§ THE PROBLEM
Rename "hangar door" to "hangar gate" throughout the stretch from the line containing "Where can the brown" through the line containing "Query: hangar door", leaving everything else unchanged. Reproduce only those entries, without the pictures.

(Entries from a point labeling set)
........

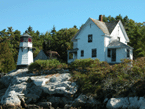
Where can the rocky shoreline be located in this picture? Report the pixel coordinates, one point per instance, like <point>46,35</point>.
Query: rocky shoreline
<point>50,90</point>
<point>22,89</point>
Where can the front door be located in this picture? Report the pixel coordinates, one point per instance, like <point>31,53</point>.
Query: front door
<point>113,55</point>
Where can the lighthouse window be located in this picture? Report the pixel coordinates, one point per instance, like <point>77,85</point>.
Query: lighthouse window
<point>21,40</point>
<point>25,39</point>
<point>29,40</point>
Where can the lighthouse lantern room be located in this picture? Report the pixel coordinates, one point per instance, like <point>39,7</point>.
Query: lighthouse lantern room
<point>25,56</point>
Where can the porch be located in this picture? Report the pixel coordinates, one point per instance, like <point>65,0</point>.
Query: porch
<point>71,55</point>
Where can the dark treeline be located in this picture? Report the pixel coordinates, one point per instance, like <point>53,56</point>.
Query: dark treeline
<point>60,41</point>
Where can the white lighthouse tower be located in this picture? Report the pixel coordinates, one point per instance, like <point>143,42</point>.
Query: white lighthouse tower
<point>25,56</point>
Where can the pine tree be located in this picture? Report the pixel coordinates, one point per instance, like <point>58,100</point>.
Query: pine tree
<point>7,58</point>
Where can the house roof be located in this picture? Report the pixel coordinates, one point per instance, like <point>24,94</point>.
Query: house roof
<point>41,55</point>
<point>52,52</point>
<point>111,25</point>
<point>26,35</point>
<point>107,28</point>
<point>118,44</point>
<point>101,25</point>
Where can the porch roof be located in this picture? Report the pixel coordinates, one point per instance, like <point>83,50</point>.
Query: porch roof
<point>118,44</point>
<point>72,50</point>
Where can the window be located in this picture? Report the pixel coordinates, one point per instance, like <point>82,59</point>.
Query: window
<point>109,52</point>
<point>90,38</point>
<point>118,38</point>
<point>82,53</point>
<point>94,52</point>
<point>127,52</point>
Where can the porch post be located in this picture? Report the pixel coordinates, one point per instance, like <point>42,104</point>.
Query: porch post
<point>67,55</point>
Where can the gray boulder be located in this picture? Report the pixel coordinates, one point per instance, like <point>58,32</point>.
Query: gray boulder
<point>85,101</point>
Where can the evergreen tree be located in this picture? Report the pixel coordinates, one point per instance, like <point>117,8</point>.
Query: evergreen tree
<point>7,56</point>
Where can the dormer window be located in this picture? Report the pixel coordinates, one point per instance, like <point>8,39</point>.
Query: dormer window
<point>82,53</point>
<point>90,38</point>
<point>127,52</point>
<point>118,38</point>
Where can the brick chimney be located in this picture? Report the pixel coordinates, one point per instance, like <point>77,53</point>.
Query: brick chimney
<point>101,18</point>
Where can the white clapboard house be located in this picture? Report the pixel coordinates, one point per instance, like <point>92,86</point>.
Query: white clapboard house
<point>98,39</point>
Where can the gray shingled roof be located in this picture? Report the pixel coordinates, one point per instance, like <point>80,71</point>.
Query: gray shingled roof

........

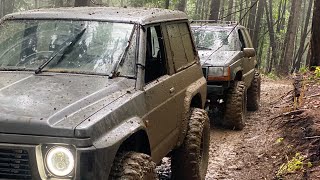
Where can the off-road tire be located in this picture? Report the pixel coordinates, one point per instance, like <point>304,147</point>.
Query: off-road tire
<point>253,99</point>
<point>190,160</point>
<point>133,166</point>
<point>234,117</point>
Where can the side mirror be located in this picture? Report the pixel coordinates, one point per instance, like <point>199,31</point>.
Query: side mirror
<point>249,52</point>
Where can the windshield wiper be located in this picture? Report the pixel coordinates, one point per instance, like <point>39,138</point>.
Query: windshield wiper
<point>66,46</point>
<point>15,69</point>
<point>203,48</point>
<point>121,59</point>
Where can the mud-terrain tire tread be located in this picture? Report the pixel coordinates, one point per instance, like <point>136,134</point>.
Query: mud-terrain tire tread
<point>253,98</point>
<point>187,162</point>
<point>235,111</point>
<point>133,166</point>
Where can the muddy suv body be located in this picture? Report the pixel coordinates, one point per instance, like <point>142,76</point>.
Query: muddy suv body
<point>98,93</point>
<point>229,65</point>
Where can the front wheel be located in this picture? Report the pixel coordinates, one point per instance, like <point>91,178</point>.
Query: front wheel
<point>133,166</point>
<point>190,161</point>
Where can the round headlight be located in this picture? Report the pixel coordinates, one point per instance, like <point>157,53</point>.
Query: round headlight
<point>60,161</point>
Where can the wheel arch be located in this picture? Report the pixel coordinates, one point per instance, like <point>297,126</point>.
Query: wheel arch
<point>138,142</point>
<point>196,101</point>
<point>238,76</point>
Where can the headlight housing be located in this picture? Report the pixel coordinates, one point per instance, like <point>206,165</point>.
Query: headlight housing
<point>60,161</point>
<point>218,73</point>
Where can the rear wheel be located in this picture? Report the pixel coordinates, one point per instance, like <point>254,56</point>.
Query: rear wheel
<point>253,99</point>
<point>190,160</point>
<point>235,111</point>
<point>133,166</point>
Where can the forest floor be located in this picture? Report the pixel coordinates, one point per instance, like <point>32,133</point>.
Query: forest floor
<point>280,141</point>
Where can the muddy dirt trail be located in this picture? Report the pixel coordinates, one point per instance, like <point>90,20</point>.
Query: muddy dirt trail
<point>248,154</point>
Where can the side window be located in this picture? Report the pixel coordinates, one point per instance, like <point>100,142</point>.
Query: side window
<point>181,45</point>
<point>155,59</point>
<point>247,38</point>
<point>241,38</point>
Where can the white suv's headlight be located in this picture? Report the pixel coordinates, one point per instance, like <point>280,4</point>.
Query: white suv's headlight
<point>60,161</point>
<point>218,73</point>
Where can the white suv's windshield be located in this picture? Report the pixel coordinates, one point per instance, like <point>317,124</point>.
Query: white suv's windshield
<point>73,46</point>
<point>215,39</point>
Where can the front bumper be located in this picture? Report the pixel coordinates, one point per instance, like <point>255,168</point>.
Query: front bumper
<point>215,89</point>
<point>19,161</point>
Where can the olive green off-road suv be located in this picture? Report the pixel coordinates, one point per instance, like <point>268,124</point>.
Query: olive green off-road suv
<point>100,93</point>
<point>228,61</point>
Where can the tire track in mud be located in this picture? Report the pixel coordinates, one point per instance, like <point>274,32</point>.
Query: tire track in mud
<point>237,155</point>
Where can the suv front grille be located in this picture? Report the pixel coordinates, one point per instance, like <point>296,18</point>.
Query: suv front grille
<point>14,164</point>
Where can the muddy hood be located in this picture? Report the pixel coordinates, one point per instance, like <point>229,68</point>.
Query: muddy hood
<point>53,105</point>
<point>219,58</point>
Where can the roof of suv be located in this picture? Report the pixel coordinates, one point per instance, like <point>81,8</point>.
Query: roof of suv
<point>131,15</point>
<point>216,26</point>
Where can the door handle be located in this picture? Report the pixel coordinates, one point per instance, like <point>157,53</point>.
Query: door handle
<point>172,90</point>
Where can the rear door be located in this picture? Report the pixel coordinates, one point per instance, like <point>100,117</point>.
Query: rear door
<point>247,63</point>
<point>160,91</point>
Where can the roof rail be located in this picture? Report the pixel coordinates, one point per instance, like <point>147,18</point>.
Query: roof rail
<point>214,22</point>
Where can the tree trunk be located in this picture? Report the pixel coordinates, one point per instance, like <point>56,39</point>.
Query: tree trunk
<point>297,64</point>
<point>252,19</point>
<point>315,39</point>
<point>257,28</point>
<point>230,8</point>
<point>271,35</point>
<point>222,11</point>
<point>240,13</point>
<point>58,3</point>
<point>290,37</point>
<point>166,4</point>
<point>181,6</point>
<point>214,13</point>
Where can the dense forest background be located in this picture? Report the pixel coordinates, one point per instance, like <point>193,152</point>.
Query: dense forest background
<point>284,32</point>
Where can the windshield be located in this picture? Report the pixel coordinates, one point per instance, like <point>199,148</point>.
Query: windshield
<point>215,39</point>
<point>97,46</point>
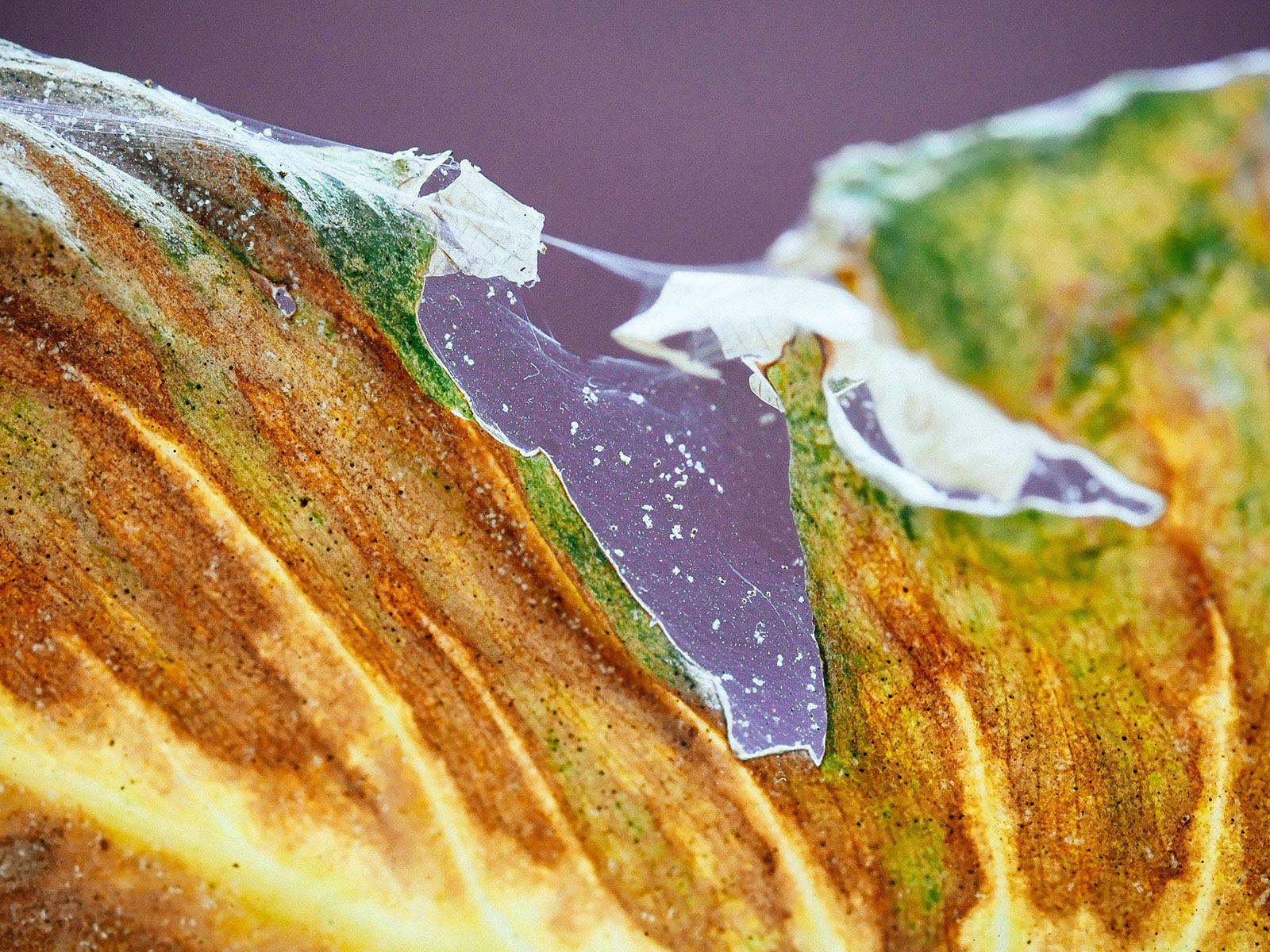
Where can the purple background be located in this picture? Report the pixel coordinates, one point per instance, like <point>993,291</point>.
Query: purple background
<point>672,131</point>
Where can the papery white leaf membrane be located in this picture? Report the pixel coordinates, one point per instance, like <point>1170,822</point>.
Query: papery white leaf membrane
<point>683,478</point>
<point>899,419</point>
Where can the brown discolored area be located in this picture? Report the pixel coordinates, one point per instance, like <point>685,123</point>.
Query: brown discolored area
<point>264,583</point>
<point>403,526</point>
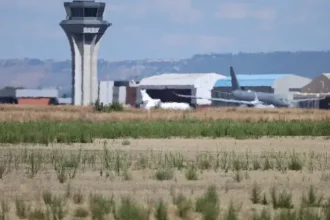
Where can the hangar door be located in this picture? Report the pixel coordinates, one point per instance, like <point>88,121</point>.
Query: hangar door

........

§ RESPONSE TO THE EXERCISE
Where can the brown discolored area be located in this picture? Report the pixel coordinates, one point per instance, like <point>685,123</point>.
Query: brown discolored area
<point>264,583</point>
<point>403,526</point>
Where can the hangar gate be located in this picture? Report the pixel coordinates, one point per instance, like <point>88,121</point>.
Query: hangar gate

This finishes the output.